Short task A:
In the passage about the Zobrist key, what computational procedure follows the changes inside a metal as a function of time?

I thought I'd let you know about research that arose as a result of my participation in the challenge. It's not games AI, but it's an unintended consequence (strangely enough this often happens in science - it even has a name: serendipity).
Many of you probably know about the Zobrist key. It's a hash function for chess/go/arimaa boards to recognise whether you've already evaluated or searched a particular board position, and hence can ignore it when you get up to it again. It's really fast to calculate updates, similar board positions give very different hash keys, but the key doesn't change at all when you switch two of the same pieces around (because the board position is really the same as it was).
Well when I learned of this, I realised it was the answer to a problem one of my colleagues had asked my advice on about 6 months earlier:
He was working on simulations of metal crystals with more than one type of element in them. There is a computational procedure called kinetic Monte Carlo, which allows you to follow the changes inside the metal as a function of time, by switching atoms, and seeing if the energy of the crystal goes up or down (these energy calculations can sometimes take a long time if it is a large crystal). One problem with this method is that when you are simulating low temperatures, the system gets stuck, and you find yourself repeatedly searching the same set of states, going around and around and getting nowhere. He wanted to be able to recognise whether he'd ever seen a state before.
At the time he asked me, we had come up with almost nothing. A full check of all the states we'd ever seen, comparing every atom to every atom in our current state would take way too long.

Short task B:
Turn the rows into a JSON list of strings, one per line and with blank lines left out. Start at the first line of the rows, go through the line containing "M32 25L37 23L31", and include nothing else.

Exercise data:
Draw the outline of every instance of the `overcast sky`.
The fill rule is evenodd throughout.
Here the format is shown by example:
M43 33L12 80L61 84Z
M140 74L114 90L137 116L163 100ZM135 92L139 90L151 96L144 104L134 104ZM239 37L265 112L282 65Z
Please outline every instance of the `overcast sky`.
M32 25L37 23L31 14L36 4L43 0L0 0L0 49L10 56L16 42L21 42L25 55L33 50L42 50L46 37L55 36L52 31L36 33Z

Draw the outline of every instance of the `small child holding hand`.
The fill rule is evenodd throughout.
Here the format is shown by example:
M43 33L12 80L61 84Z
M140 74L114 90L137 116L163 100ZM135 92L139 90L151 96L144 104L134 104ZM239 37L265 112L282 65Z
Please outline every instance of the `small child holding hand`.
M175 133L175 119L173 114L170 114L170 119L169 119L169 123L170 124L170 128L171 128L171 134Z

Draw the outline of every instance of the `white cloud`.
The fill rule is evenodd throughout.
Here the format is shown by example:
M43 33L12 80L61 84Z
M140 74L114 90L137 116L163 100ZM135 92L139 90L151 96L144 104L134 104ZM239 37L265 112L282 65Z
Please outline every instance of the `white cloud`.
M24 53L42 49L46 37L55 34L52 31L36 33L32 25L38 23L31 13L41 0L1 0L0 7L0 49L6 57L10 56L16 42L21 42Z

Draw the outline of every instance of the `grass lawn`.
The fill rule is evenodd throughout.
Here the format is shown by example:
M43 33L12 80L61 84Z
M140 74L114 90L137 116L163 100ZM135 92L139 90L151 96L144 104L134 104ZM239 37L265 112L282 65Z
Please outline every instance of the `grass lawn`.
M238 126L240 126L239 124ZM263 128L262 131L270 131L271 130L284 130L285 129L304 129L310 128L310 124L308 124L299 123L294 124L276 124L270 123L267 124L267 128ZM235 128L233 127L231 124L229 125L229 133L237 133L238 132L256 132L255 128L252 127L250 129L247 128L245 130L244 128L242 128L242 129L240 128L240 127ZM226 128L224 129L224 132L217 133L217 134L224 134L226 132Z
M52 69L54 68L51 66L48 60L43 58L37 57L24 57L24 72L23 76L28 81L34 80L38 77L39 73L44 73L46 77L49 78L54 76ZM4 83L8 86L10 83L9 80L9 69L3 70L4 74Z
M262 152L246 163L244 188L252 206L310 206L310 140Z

Worked solution A:
Kinetic Monte Carlo.

Worked solution B:
[
  "Draw the outline of every instance of the `overcast sky`.",
  "The fill rule is evenodd throughout.",
  "Here the format is shown by example:",
  "M43 33L12 80L61 84Z",
  "M140 74L114 90L137 116L163 100ZM135 92L139 90L151 96L144 104L134 104ZM239 37L265 112L282 65Z",
  "Please outline every instance of the `overcast sky`.",
  "M32 25L37 23L31 14L36 4L43 0L0 0L0 49L10 56L16 42L21 42L25 55L33 50L42 50L46 37L55 36L52 31L36 33Z"
]